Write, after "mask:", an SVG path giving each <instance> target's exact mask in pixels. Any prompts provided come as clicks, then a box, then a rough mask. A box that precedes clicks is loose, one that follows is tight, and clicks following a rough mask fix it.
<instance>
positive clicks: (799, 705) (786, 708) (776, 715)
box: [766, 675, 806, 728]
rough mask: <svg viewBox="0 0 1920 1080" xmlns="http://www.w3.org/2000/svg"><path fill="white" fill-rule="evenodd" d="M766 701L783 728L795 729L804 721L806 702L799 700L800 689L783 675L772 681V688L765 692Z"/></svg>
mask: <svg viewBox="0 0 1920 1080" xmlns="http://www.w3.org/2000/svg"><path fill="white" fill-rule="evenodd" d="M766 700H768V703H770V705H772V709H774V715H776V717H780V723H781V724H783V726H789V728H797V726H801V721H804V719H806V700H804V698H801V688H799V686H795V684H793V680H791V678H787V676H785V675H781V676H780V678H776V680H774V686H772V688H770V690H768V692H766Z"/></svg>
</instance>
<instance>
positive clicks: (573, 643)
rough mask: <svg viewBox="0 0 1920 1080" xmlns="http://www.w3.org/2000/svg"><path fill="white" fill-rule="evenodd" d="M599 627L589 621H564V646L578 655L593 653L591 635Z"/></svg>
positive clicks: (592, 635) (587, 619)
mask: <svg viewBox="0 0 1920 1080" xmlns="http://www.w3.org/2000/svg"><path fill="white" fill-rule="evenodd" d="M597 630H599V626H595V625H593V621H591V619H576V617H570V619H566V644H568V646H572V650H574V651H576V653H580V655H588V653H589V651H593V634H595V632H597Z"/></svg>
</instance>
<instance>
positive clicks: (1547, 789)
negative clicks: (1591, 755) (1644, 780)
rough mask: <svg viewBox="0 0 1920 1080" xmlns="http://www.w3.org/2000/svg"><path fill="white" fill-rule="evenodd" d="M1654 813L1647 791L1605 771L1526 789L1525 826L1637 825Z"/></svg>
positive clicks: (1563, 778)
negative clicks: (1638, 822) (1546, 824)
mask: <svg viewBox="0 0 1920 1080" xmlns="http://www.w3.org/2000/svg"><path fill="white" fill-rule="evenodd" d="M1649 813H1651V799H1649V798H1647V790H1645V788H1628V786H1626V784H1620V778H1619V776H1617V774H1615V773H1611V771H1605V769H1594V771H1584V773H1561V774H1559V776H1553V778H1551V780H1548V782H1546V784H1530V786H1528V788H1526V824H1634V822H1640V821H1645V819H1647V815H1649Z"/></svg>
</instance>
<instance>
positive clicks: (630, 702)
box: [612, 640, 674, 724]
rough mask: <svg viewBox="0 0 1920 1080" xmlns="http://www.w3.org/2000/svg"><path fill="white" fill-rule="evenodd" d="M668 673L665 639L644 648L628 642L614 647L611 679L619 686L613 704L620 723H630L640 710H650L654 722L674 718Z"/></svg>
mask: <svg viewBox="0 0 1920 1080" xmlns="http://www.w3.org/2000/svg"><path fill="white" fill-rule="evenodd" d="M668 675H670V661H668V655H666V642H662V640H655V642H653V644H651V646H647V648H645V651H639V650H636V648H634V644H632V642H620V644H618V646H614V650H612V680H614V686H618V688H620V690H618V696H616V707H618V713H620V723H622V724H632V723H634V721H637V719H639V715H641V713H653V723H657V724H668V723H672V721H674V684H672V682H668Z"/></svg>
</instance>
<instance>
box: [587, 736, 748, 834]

# # # # #

Your objective - The answer is the records above restated word for word from their opening line through the line that holds "positive clicks: (1563, 778)", both included, and nothing else.

Solution for this task -
Write, after "mask:", an SVG path giving each <instance> target's exact mask in pixels. Any prompts provided come as clicks, then a box, then a rough mask. A box that precedes clicks is loose, one that follows is tight, and clicks following a rough mask fix it.
<instance>
positive clicks: (799, 705) (786, 708) (776, 715)
box: [766, 675, 806, 728]
rough mask: <svg viewBox="0 0 1920 1080" xmlns="http://www.w3.org/2000/svg"><path fill="white" fill-rule="evenodd" d="M766 701L783 728L795 729L804 721L806 702L799 700L800 689L783 675L772 681V688L765 692Z"/></svg>
mask: <svg viewBox="0 0 1920 1080" xmlns="http://www.w3.org/2000/svg"><path fill="white" fill-rule="evenodd" d="M766 700H768V703H770V705H772V709H774V715H776V717H780V723H781V724H783V726H789V728H797V726H801V721H804V719H806V700H804V698H801V688H799V686H795V684H793V680H791V678H787V676H785V675H781V676H780V678H776V680H774V686H772V688H770V690H768V692H766Z"/></svg>
</instance>
<instance>
positive clicks: (573, 643)
rough mask: <svg viewBox="0 0 1920 1080" xmlns="http://www.w3.org/2000/svg"><path fill="white" fill-rule="evenodd" d="M599 627L589 621H564V646L578 655L593 653L591 635Z"/></svg>
positive clicks: (592, 635) (587, 619)
mask: <svg viewBox="0 0 1920 1080" xmlns="http://www.w3.org/2000/svg"><path fill="white" fill-rule="evenodd" d="M597 630H599V626H595V625H593V621H591V619H576V617H570V619H566V644H568V646H572V650H574V651H576V653H580V655H588V653H589V651H593V634H595V632H597Z"/></svg>
</instance>
<instance>
positive clicks: (1547, 789)
negative clicks: (1591, 755) (1644, 780)
rough mask: <svg viewBox="0 0 1920 1080" xmlns="http://www.w3.org/2000/svg"><path fill="white" fill-rule="evenodd" d="M1654 813L1647 791L1605 771L1526 789L1525 826L1637 825Z"/></svg>
positive clicks: (1563, 778)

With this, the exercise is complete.